TEXT UNDER STUDY Block Start

It's been awhile since the Angry White Liberal was spotted in the wild. He's been in hiding since 2006, when the electorate started handing victory after victory to the Democratic party. For a while there, whenever a liberal surveyed the political scene, it looked as though the country had finally come to its senses. Americans no longer deigned to elect conservatives to high office. In 2008 voters fell for the dulcet tones of a young, charismatic liberal senator from Illinois. A "new progressive era" was about to begin. James Carville's latest book, published earlier this year, promised to explain "how the Democrats will rule the next generation."

Then something bizarre began to happen. As Barack Obama's presidency unfurled, his approval ratings fell. The public showed skepticism at his major initiatives. The federal government bailed out GM and Chrysler over

widespread public opposition. The costly economic stimulus bill appeared not to be working. The climate-change legislation that the House of Representatives passed on a party-line vote was D.O.A. in the Senate. And even though "health care" is not the top voter priority, even though the budget deficit stands at more than a trillion dollars, President Obama decided that this was the moment to remake one-sixth of the American economy.

TEXT UNDER STUDY Block End

# EXERCISE DESCRIPTION
Reproduce the passage on the Angry White Liberal word for word. Begin at the words "Then something bizarre" and stop after "the American economy.". None of the stored items figure in this exercise.

MATERIAL SUPPLIED Block Start

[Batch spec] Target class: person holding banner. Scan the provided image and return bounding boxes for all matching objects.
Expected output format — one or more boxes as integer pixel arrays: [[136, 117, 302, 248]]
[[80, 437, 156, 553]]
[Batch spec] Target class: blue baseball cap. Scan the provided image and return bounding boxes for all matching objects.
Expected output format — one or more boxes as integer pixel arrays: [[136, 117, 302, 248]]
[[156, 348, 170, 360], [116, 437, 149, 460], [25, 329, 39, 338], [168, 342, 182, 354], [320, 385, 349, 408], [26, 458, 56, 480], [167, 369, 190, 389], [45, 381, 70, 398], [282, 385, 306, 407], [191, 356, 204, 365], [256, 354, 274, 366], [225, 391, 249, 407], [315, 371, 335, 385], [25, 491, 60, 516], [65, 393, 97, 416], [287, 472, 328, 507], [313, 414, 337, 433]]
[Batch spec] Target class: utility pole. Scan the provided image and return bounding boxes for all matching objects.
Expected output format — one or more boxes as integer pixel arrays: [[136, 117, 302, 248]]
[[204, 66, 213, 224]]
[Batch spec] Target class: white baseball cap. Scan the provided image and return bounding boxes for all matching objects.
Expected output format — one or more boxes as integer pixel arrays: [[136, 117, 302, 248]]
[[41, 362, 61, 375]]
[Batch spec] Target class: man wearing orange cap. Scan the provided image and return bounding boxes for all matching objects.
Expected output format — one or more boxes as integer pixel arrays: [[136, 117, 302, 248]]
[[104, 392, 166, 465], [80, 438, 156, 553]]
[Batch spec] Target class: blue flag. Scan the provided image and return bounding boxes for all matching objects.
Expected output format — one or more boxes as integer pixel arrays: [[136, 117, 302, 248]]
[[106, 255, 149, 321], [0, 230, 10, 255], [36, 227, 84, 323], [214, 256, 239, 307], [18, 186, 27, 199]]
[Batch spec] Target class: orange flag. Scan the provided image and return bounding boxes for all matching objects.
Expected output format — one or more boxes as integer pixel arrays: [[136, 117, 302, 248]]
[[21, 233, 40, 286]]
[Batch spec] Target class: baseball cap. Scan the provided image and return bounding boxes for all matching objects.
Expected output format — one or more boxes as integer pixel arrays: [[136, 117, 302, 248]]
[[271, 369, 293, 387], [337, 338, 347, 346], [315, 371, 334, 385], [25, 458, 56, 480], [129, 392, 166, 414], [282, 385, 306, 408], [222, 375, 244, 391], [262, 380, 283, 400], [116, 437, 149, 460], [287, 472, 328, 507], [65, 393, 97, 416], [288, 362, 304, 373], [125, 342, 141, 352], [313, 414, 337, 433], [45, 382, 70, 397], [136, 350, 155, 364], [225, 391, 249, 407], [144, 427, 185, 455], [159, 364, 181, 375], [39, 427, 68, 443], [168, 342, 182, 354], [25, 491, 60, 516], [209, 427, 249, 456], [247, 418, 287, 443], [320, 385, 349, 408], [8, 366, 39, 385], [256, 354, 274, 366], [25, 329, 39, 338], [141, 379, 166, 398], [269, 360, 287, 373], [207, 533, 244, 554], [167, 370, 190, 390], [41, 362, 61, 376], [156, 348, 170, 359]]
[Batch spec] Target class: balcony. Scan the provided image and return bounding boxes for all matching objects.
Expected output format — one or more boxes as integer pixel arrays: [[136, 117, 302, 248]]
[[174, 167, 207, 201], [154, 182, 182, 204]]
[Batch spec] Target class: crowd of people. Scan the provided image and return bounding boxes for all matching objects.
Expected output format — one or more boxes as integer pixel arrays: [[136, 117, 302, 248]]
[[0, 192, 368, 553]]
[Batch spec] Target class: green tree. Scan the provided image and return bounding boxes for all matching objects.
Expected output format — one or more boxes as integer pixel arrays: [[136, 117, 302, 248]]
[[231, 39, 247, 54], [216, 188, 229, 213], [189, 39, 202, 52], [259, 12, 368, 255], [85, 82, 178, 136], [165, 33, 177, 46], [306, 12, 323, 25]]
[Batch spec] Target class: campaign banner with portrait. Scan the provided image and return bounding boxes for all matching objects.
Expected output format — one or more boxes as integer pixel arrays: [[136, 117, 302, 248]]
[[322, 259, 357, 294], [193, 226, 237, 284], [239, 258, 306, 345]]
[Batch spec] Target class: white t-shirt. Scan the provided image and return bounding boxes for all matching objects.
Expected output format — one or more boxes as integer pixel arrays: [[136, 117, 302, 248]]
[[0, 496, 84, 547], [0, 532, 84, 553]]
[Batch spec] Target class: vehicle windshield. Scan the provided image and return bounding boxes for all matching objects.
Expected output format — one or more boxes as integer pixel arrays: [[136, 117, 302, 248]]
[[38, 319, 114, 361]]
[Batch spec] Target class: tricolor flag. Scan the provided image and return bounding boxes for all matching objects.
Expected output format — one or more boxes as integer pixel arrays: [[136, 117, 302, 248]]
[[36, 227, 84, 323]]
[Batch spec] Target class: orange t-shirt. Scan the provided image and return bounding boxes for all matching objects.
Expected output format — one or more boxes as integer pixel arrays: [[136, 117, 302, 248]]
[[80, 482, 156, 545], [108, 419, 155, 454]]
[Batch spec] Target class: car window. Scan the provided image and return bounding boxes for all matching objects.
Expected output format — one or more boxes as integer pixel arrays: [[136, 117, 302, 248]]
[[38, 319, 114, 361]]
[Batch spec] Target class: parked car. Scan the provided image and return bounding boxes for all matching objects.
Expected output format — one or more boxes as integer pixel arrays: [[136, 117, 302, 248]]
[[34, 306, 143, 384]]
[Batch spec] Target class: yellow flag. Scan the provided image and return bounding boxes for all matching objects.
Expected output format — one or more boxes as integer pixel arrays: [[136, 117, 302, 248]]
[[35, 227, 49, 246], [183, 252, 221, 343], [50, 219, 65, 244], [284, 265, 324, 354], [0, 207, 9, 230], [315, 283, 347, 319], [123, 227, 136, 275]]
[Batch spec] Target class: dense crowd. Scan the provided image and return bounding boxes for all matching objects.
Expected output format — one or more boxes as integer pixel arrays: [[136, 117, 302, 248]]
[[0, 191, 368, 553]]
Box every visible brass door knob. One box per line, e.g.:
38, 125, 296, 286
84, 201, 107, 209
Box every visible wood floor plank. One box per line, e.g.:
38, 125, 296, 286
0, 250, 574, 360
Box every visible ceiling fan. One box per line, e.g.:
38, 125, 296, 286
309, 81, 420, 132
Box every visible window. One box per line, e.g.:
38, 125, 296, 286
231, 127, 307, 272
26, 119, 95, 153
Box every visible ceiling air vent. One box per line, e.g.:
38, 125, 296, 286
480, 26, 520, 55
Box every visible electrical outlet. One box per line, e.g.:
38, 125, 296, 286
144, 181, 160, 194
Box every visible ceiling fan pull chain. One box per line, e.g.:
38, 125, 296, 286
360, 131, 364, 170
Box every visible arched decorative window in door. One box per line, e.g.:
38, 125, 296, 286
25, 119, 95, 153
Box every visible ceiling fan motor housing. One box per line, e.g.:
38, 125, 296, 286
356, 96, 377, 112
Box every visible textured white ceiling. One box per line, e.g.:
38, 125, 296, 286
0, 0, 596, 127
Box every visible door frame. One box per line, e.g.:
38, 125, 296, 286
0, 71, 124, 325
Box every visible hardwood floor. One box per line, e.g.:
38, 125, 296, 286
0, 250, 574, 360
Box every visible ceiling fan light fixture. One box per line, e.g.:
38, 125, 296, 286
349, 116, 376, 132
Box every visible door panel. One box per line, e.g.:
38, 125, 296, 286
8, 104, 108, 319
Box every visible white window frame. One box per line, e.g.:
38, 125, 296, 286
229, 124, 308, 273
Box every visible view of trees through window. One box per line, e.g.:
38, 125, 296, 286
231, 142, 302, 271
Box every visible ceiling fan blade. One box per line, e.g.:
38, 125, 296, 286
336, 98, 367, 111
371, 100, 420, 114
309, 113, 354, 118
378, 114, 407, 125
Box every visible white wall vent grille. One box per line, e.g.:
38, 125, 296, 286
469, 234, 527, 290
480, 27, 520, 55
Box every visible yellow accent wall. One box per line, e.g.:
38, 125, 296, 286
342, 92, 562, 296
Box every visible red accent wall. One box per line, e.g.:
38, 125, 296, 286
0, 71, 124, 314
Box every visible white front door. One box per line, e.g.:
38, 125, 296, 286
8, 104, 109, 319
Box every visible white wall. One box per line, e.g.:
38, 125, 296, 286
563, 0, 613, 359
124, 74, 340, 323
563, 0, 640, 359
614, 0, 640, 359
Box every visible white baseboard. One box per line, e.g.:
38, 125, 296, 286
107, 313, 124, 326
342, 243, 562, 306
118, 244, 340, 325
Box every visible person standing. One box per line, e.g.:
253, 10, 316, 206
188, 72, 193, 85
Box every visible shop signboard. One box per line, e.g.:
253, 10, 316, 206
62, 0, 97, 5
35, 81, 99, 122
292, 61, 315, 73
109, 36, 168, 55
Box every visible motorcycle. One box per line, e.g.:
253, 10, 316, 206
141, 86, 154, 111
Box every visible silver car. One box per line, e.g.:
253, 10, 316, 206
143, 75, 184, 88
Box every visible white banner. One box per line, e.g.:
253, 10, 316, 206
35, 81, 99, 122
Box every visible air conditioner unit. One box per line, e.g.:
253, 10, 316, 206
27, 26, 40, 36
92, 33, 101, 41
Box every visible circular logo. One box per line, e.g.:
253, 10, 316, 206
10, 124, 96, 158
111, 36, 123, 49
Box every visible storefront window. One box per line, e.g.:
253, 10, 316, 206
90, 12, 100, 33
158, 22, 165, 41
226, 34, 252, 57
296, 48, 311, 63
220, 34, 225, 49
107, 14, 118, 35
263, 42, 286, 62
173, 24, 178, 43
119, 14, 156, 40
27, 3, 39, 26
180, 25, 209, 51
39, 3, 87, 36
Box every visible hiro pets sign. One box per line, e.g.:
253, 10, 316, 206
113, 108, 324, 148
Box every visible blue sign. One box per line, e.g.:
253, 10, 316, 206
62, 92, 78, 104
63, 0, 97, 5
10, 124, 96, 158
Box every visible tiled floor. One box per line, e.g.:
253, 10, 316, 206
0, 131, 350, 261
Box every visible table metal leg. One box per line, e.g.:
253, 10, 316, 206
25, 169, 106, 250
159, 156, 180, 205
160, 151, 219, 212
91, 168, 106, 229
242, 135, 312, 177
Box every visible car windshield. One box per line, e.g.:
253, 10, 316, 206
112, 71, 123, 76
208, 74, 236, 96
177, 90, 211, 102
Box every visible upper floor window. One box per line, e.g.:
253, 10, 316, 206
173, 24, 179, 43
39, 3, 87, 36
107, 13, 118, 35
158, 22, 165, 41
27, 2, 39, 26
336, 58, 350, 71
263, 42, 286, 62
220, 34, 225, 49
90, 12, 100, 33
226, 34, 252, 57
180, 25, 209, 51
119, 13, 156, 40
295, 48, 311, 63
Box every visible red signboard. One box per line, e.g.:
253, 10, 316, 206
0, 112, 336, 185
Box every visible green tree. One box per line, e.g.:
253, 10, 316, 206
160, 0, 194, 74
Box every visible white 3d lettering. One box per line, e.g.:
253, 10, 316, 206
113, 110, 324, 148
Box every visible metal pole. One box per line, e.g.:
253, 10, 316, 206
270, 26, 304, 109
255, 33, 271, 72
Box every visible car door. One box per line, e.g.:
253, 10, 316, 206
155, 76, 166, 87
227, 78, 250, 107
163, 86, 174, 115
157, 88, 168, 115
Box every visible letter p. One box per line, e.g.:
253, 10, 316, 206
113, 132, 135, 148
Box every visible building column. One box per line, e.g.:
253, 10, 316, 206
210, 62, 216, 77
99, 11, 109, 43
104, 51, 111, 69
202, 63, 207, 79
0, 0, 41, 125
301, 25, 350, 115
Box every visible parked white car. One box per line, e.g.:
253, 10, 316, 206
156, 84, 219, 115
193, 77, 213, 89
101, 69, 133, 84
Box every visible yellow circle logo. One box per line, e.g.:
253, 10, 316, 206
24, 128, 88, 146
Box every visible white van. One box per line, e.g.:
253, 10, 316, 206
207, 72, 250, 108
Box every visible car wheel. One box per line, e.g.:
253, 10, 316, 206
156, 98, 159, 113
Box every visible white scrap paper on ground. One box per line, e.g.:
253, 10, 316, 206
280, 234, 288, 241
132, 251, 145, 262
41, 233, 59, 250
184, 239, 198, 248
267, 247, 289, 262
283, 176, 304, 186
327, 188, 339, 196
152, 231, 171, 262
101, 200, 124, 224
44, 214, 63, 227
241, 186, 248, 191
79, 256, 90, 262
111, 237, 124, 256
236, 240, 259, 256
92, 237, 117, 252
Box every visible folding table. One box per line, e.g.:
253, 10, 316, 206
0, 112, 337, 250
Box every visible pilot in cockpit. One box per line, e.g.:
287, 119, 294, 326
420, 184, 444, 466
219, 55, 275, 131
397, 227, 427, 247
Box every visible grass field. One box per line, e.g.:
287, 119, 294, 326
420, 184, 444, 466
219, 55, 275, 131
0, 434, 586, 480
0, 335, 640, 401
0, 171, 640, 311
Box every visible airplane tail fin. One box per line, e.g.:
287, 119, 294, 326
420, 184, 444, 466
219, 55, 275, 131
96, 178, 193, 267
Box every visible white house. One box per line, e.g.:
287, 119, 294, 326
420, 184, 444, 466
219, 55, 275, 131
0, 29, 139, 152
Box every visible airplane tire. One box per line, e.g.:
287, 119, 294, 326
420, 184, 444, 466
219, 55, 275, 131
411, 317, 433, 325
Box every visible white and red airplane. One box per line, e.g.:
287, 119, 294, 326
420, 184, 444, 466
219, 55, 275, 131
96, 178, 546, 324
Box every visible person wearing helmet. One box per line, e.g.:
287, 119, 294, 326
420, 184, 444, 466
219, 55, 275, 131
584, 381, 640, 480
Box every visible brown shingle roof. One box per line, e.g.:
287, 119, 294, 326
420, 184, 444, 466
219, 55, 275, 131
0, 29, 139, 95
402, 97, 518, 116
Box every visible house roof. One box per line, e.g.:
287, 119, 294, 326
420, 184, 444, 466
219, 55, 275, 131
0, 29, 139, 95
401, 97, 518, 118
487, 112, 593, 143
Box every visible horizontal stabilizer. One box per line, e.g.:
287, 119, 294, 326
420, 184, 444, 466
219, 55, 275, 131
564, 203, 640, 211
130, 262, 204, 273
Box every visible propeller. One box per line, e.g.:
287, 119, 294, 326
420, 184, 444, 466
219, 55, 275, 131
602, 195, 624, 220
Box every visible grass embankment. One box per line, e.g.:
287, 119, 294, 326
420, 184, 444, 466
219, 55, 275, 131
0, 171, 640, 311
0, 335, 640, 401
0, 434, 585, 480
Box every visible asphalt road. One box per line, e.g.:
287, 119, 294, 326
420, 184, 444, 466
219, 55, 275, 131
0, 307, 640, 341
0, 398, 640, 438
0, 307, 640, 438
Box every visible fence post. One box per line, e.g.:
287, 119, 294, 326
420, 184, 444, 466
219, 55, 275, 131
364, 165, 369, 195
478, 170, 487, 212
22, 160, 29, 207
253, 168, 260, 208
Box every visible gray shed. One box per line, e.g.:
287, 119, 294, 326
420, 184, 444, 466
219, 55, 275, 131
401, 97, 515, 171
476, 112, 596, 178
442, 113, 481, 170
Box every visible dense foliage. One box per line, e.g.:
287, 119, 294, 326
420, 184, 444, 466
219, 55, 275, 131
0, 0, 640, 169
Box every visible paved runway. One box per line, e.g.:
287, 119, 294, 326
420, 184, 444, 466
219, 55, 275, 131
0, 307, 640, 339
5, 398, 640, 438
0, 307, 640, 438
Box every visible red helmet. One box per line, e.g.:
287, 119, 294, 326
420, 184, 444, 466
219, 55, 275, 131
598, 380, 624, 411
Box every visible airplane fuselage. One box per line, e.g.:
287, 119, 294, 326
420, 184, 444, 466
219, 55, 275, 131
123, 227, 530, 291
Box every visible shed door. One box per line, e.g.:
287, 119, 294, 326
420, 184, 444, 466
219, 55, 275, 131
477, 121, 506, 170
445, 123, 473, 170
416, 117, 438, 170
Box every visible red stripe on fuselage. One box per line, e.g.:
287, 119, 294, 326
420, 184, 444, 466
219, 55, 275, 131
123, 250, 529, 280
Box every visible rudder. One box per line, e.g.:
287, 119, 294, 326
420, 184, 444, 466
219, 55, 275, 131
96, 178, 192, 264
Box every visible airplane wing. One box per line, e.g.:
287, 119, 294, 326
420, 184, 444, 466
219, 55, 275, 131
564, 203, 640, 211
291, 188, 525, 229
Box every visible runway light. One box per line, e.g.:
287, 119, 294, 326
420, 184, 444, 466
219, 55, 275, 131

MATERIAL SUPPLIED Block End

# EXERCISE SOLUTION
Then something bizarre began to happen. As Barack Obama's presidency unfurled, his approval ratings fell. The public showed skepticism at his major initiatives. The federal government bailed out GM and Chrysler over

widespread public opposition. The costly economic stimulus bill appeared not to be working. The climate-change legislation that the House of Representatives passed on a party-line vote was D.O.A. in the Senate. And even though "health care" is not the top voter priority, even though the budget deficit stands at more than a trillion dollars, President Obama decided that this was the moment to remake one-sixth of the American economy.